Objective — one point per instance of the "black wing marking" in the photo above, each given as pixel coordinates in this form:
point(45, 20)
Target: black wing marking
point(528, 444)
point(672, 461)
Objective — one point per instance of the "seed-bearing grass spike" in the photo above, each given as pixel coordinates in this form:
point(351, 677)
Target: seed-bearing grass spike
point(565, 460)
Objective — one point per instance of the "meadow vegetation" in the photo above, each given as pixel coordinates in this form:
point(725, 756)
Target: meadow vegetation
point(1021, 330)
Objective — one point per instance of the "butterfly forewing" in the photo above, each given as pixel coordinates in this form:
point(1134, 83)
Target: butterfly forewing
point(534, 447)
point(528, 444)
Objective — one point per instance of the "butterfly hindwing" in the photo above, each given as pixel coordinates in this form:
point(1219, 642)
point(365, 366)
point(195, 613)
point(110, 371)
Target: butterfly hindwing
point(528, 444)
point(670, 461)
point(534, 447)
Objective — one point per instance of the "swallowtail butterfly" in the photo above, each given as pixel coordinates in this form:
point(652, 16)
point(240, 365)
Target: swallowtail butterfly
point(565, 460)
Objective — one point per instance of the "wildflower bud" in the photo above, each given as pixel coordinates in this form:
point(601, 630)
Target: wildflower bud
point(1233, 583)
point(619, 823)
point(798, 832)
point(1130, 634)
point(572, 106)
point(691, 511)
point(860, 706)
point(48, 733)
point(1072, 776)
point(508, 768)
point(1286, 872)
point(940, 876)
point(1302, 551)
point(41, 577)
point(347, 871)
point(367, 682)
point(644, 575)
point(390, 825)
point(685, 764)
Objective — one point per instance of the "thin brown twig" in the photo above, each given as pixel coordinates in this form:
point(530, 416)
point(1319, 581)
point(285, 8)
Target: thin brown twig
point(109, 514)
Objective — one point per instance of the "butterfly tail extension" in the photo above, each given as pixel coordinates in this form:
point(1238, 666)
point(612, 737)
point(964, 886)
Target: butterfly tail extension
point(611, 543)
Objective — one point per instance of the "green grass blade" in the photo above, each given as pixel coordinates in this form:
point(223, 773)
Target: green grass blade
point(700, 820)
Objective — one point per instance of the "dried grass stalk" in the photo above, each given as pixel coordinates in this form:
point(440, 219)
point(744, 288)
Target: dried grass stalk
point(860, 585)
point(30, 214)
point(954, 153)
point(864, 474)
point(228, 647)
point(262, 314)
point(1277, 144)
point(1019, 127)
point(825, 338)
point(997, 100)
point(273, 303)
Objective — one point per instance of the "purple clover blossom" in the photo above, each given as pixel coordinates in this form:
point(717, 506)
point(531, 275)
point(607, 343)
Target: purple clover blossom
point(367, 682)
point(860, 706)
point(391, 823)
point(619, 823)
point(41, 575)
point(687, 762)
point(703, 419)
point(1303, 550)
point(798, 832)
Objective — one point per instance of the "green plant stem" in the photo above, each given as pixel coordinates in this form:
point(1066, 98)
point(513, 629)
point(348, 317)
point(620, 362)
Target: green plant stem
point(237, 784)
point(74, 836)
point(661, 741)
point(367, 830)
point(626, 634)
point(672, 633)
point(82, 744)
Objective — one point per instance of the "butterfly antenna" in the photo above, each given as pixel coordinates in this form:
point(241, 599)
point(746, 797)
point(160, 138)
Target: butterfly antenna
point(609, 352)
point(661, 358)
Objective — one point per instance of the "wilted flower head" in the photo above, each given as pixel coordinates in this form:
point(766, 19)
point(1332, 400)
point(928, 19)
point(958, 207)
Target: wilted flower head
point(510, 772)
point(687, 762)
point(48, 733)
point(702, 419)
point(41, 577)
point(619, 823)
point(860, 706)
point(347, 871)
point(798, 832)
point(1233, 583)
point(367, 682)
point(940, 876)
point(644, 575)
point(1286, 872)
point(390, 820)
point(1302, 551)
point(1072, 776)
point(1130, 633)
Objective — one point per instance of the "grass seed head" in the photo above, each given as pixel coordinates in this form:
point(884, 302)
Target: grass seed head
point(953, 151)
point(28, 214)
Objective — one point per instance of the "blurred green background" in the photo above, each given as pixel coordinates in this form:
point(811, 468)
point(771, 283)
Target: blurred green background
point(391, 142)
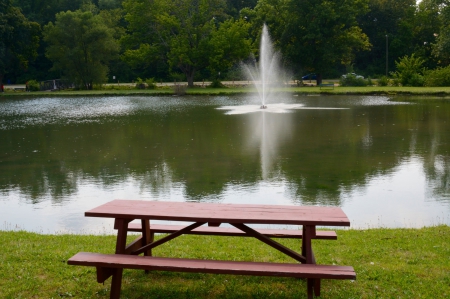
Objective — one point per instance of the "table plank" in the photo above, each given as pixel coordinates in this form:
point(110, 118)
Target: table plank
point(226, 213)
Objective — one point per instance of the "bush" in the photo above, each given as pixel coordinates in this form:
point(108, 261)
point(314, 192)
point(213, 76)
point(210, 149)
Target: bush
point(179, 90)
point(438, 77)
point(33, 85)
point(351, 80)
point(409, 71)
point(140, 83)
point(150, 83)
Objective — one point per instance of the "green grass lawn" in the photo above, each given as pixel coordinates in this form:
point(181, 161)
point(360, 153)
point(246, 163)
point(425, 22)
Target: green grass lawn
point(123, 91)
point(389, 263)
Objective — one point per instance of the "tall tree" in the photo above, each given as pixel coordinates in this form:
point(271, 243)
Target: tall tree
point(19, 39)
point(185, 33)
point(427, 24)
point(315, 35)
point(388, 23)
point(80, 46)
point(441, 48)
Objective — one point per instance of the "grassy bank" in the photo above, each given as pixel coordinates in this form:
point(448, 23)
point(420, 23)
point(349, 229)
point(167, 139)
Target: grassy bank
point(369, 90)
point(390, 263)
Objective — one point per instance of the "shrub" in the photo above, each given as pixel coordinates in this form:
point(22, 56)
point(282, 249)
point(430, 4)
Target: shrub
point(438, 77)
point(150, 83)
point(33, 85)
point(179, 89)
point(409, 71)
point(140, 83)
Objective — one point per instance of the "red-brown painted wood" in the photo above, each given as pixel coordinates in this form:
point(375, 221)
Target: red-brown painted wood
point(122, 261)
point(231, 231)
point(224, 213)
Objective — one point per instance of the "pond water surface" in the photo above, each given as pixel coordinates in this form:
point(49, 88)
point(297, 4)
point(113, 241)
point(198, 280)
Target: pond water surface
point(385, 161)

:::::

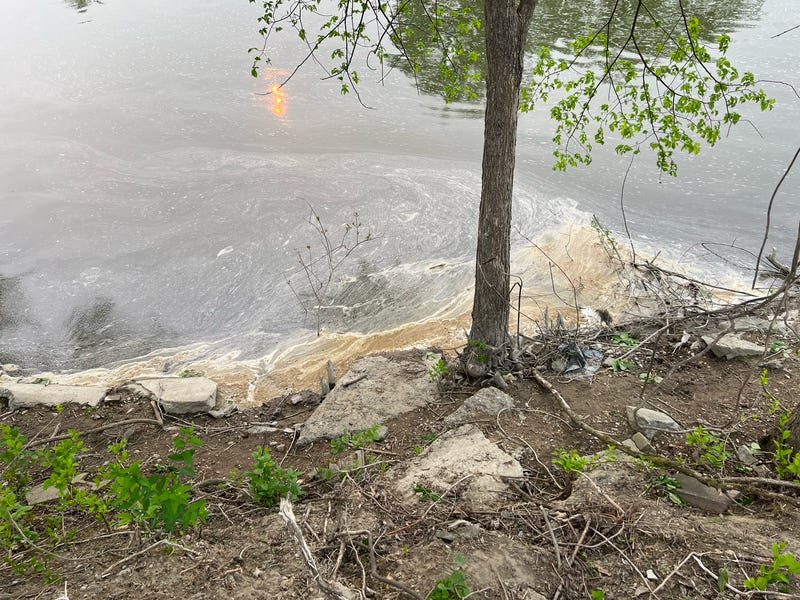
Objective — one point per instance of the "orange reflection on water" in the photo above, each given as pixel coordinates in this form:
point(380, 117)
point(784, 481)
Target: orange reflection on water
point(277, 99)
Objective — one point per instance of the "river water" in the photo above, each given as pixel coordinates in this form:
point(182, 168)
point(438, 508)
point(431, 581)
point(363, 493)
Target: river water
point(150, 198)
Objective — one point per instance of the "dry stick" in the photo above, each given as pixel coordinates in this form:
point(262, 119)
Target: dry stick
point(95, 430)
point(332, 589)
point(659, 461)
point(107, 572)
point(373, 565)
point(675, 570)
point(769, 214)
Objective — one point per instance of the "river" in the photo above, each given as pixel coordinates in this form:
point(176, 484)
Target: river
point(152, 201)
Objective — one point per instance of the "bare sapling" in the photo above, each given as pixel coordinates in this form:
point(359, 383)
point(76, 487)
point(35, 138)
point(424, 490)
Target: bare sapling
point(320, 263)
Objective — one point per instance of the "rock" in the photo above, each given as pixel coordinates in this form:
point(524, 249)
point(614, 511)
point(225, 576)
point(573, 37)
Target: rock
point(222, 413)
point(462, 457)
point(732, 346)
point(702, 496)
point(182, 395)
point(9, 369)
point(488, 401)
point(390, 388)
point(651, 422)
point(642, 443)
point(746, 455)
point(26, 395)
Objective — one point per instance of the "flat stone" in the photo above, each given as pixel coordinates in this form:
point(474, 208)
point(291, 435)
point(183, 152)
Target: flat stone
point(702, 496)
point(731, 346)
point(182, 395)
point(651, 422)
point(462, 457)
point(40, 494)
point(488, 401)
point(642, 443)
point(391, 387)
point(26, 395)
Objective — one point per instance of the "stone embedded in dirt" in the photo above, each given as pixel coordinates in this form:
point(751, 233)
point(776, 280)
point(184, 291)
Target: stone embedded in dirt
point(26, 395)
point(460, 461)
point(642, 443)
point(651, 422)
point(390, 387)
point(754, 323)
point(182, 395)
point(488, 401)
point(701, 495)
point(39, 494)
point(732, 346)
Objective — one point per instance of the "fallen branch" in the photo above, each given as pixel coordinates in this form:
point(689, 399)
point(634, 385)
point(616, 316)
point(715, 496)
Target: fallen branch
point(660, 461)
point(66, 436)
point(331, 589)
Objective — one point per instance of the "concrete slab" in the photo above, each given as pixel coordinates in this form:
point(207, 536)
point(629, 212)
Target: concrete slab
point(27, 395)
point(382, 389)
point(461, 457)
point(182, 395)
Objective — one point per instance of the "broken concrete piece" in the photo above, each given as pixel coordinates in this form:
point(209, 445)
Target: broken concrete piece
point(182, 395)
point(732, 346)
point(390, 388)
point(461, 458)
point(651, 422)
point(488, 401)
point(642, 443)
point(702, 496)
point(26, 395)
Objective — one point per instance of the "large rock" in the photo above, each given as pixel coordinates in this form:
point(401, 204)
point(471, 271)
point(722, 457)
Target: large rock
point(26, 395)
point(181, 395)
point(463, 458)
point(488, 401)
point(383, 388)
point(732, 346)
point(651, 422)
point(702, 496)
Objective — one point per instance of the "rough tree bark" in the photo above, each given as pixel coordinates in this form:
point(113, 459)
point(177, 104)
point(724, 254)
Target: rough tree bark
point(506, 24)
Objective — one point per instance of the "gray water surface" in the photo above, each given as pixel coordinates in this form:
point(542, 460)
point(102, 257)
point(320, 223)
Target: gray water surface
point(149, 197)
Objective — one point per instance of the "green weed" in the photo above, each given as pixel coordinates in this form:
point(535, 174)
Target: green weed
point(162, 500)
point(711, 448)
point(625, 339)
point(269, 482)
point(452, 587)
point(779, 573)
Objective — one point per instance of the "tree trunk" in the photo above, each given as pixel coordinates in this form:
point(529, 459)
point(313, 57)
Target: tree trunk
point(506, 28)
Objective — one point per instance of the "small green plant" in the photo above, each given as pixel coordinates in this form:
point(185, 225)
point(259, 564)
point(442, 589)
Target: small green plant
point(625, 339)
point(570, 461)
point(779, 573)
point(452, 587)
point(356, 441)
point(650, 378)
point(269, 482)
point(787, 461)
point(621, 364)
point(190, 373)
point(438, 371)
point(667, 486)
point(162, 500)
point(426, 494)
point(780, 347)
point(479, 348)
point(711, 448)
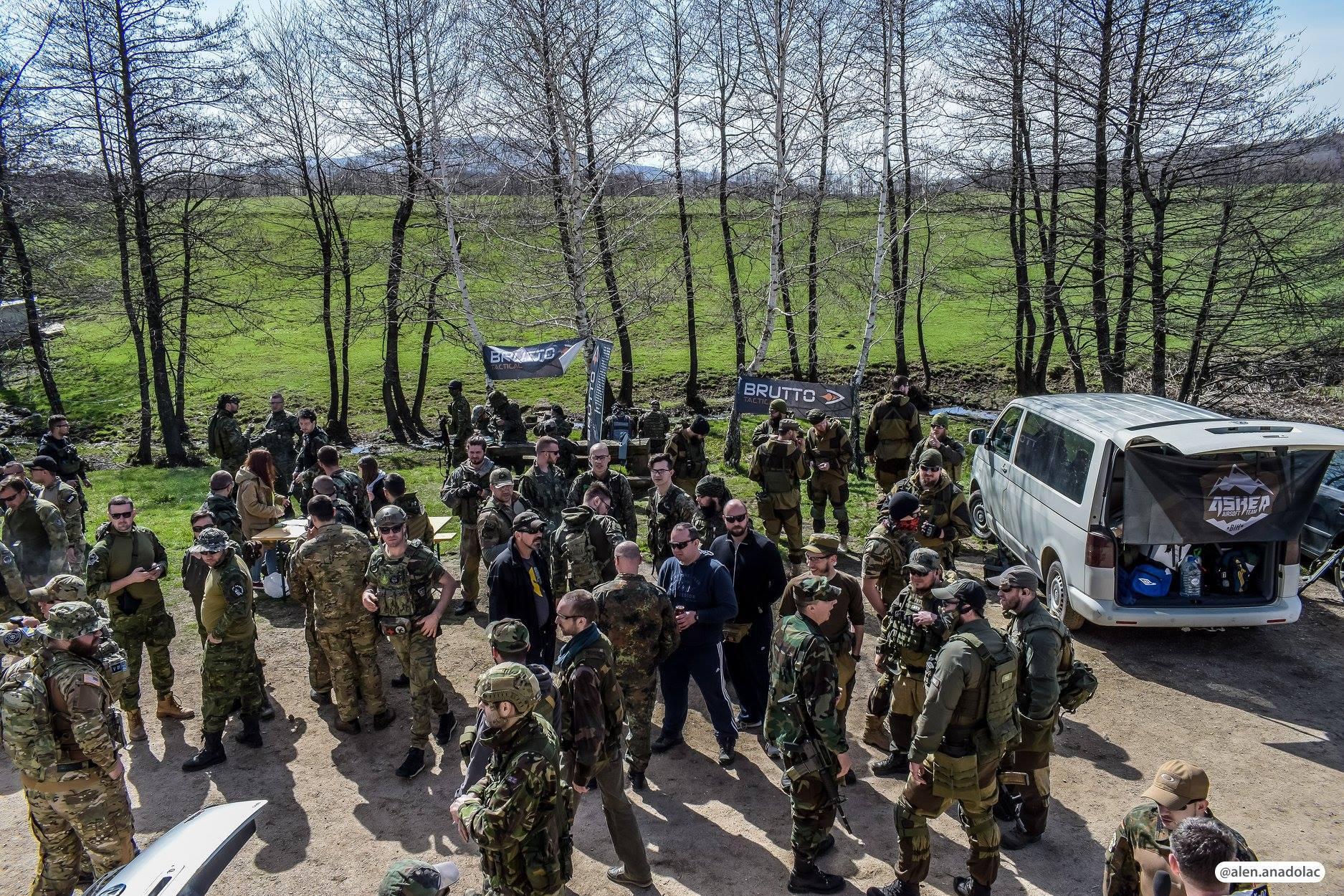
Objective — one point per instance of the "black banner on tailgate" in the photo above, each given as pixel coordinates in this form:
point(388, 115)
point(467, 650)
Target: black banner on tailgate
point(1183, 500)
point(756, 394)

:::::

Gather every line of the records above that contains the word "clover", and copy each one as it appears.

▸ **CORRECT ANSWER**
Objective — one point per instance of the "purple clover blossom" in the photo above, each given as pixel coordinates in this form:
Target: purple clover blossom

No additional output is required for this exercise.